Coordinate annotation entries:
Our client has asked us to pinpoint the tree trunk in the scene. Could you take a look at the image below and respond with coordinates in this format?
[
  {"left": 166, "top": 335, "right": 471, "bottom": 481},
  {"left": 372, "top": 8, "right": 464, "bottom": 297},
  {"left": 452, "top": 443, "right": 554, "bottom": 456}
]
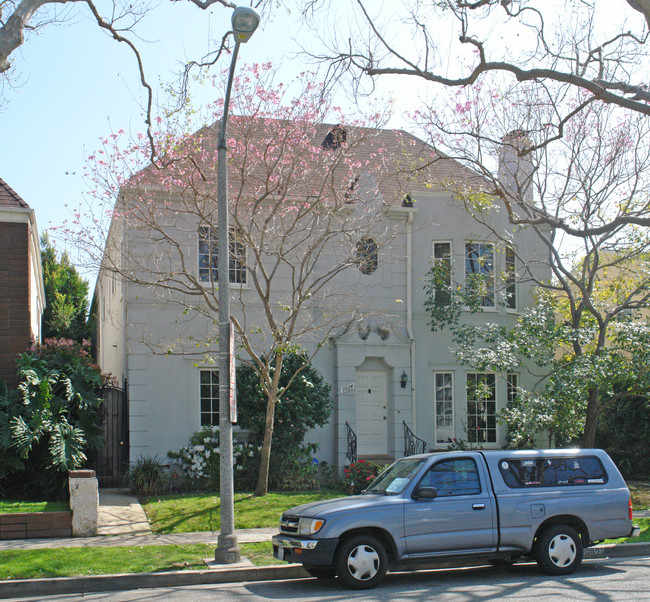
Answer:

• Do this
Please repeat the records above word for word, leaving out the pictures.

• Response below
Our client has asked us to pinpoint the tree trunk in the scene. Could you take a look at the image below and respond with coordinates in this format?
[
  {"left": 166, "top": 335, "right": 471, "bottom": 481},
  {"left": 372, "top": 8, "right": 464, "bottom": 297},
  {"left": 452, "top": 443, "right": 554, "bottom": 456}
]
Answer:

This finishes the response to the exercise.